WORK TASK: Look through the records below for the line with "[point] pink carpeted". Return that line and each one after it up to and including the line with "[point] black camera", exactly.

DATA SHOWN:
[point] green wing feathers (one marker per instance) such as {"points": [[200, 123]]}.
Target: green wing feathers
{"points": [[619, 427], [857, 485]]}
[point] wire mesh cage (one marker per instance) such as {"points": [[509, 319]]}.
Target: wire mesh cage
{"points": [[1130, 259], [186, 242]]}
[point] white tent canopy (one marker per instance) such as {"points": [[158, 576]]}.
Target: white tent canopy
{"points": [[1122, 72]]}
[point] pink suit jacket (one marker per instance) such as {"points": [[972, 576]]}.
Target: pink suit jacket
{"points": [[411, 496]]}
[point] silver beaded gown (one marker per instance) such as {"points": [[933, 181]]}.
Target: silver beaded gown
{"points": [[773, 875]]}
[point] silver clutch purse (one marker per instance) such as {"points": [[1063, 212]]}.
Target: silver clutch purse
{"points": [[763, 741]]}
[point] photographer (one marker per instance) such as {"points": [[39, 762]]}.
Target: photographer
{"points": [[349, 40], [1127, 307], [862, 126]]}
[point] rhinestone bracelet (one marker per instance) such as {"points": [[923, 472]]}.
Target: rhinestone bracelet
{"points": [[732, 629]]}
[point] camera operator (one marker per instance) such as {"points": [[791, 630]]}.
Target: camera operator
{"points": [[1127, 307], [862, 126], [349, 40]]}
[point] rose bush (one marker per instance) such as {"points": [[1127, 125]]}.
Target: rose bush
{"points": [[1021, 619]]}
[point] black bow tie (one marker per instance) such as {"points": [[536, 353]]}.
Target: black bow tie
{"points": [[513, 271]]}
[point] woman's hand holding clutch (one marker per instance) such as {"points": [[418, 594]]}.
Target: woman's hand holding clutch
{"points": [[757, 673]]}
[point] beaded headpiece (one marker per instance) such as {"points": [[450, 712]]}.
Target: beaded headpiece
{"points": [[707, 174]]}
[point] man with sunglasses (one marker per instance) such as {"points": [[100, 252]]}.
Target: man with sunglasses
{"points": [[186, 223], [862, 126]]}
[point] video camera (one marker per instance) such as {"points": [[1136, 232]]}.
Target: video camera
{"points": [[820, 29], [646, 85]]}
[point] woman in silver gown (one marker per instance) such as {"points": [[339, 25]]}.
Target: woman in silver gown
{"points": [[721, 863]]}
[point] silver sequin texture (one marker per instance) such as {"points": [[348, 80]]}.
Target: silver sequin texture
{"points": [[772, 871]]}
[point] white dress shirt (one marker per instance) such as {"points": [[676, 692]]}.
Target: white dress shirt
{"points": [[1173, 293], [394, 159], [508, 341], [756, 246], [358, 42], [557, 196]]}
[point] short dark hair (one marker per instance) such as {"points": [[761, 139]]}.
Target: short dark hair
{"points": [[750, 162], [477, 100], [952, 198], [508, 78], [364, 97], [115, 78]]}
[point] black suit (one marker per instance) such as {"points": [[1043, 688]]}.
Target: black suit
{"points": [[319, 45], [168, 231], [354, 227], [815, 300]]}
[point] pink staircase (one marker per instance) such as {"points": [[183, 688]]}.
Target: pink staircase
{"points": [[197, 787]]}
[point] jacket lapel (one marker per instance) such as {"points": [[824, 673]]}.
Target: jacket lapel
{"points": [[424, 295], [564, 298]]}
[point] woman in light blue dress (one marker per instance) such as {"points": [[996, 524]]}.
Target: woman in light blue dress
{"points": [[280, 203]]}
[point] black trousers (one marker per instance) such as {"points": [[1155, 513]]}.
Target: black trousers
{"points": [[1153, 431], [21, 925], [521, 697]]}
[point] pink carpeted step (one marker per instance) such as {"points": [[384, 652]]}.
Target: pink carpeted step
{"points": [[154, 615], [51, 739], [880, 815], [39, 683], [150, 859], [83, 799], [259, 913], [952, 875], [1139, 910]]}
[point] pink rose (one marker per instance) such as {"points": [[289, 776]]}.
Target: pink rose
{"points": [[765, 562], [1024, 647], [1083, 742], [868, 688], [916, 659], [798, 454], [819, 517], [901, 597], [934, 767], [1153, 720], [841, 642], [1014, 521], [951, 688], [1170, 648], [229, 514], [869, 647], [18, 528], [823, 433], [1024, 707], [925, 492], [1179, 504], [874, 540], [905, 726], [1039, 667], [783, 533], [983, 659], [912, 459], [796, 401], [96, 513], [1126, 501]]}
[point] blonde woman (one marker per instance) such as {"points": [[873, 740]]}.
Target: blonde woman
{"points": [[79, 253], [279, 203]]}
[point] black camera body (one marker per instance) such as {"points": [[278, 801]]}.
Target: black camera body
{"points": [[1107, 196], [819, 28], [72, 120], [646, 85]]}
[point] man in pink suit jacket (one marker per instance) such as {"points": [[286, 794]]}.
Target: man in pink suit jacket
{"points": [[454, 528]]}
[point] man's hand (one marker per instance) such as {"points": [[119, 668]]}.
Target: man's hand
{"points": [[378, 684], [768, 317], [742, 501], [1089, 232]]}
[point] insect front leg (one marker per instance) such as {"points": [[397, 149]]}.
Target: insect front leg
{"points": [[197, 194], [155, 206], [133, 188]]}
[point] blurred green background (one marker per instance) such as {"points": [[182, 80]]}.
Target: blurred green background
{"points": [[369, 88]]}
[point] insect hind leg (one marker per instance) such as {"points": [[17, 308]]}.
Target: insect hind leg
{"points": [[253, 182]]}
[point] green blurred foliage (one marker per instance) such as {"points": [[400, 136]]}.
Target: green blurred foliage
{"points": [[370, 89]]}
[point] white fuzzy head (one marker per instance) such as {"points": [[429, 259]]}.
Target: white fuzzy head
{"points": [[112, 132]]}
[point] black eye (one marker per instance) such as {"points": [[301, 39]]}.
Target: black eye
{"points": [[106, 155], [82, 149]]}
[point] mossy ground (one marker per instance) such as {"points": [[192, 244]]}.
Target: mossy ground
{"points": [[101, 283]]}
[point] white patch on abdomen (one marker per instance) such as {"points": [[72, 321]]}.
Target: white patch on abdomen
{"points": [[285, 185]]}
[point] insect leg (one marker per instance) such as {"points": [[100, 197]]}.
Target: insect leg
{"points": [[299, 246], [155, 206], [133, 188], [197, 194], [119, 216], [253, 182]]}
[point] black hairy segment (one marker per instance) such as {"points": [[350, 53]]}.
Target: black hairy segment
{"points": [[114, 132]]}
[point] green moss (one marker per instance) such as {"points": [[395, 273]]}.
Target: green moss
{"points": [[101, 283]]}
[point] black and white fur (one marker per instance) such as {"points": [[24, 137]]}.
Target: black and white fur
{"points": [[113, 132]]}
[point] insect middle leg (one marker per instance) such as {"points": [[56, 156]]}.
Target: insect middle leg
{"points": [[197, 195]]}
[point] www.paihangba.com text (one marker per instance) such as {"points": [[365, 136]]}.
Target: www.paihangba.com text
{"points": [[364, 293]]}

PROBLEM SOLUTION:
[point] pink carpeted step (one marker per instance) such as {"points": [[384, 652]]}.
Target: pink carpeted step
{"points": [[154, 615], [51, 739], [880, 815], [39, 683], [150, 859], [83, 799], [259, 913], [952, 875], [1139, 910]]}
[point] pink rose (one marker per instance) such as {"points": [[289, 776]]}.
Target: pink rose
{"points": [[765, 562], [1024, 647], [1083, 742], [868, 688], [916, 659], [798, 454], [819, 517], [901, 597], [934, 767], [1153, 720], [841, 642], [1014, 521], [951, 688], [1170, 648], [229, 514], [869, 647], [18, 528], [823, 433], [1024, 707], [925, 492], [1179, 504], [874, 540], [905, 726], [1039, 667], [783, 533], [983, 659], [912, 459], [796, 401], [96, 513], [1126, 501]]}
[point] blonde woman (one marker per instance) such as {"points": [[873, 740]]}.
Target: blonde woman
{"points": [[79, 253], [279, 203]]}
[point] black camera body (one marker per instance) such as {"points": [[278, 801]]}.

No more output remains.